▸ **ARTIKEL**:
------------------------------------------------------------

Je länger sich die Abwesenheit hinzieht, desto schwieriger wird es. Dritte Bürgermeisterin Geißler muss immer wieder unbezahlten Urlaub nehmen. "Das löst in der Firma keine Begeisterungsstürme aus." Es fehlt die politische Führung durch den gewählten Rathauschef. "Es bleibt nicht aus, dass sich die CSU-Linie verstärkt", stellt Geißler fest. "Vor fünf Monaten war die Vertretung einvernehmlich und im Sinne von Pleil, aber jetzt verfolgt jeder immer mehr seine Linie", sagt Bahner. Das zeigt sich bei Themen wie dem Lichtspielhaus, der Umfahrung Brucks oder dem Viehmarktplatz. Bei der Haushaltsdebatte stimmte Raff gegen das Zahlenwerk. "Die Frage ist, wer ist verantwortlich", sagt Bahner. Kulturreferent Wollenberg hatte zu Beginn der Haushaltsberatung gefragt, wessen Handschrift das Zahlenwerk eigentlich trage.

"Die Situation ist unbefriedigend, weil vieles liegen bleibt. Spätestens nach der Sommerpause muss das geklärt werden", fordert Wollenberg ähnlich wie Heimerl. "Ohne gewählten OB fehlt die Person, die das Rathaus leiten soll, und Projekte bleiben liegen", klagt der SPD-Fraktionsvorsitzende. Rein rechtlich kann ein Bürgermeister unbegrenzte Zeit fehlen, allerdings solle das Landratsamt prüfen, wie lange ein solcher Zustand vertretbar sei, sagt Heimerl. Ende August muss über die weiteren Aussichten gesprochen werden, verlangt Georg Stockinger (FW). So würde er das als Unternehmer bei erkrankten Mitarbeitern halten. "Pleil geht uns wirklich ab", sagt er. Raff und der CSU-Fraktionschef Andreas Lohde widersprechen dem Eindruck, dass Projekte liegen bleiben würden. "Alles wird vorangetrieben", sagt Raff und verweist auf einschlägige Beschlüsse der Gremien. Der Zweite Bürgermeister erinnert daran, dass der Landrat von Ebersberg sogar zwei Jahre gefehlt habe.

------------------------------------------------------------

▸ **DATENSÄTZE**:
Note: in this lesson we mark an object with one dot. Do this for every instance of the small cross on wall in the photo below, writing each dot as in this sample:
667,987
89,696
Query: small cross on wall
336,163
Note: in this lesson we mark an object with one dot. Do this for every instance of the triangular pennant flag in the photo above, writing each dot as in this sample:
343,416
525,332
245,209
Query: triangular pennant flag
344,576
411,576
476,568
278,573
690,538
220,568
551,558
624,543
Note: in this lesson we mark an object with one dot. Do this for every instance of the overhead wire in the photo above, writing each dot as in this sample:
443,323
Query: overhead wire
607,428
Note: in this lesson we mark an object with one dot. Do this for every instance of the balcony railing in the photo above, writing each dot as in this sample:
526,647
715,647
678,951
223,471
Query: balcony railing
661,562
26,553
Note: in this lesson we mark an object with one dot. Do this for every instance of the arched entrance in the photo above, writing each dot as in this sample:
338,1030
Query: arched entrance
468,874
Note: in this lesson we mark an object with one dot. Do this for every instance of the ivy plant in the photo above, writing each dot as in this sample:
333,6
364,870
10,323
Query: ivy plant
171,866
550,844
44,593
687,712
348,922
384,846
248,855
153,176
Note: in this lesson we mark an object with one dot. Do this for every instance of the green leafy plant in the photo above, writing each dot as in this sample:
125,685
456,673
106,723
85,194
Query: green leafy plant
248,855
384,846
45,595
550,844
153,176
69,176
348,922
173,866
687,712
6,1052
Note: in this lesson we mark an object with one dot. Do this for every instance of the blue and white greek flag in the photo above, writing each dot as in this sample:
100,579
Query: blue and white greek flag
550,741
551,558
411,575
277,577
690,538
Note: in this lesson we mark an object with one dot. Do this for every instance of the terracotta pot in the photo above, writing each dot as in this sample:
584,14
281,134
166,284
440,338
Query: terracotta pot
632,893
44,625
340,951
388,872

------------------------------------------------------------

▸ **IHRE AUFGABE**: Führen Sie den Artikel über die andauernde Abwesenheit des Oberbürgermeisters Pleil nach seinem letzten Satz weiter. Die Datensätze haben mit dem Artikel nichts zu tun.

▸ **AUSGABE**:
In allen Fraktionen wird über Plan B, eine Neuwahl, diskutiert, zumindest informell. "Es wäre gelogen, wenn wir nicht an so was denken würden", sagt Quinten. Es gebe keine konkreten Vorbereitungen, aber Überlegungen "in einzelnen Köpfen", berichtet Bahner aus der CSU. Dagegen dementieren Lohde und Raff kategorisch, dass das schon Thema sei. "Personalgeschichten stehen momentan nicht zur Debatte", sagt Lohde. Damit bewegt sich das Thema im Bereich der Taktik. Lohde hat 2014 gegen Pleil verloren, wäre dennoch ein Kandidat von mehreren in der CSU und ist betont zurückhaltend. Raff selber käme in Frage, will aber nicht. Geißler versichert, dass die Grünen hinter Pleil stünden. "Solange die Chance besteht, dass er gesund wird, hat er unsere Unterstützung. Wir machen uns keine Gedanken über eine Neuwahl." Zumal Grüne und BBV derzeit keinen Kandidaten haben, dem sie zutrauen, das Rathaus zu erobern. Die SPD muss nach ihrem Desaster vor zwei Jahren erst jemanden aufbauen. Es läuft auf Heimerl zu, der aber so jung ist, dass er noch Zeit bräuchte. "Es besteht die Gefahr, dass jemand OB wird, den wir nicht wollen", sagt Geißler.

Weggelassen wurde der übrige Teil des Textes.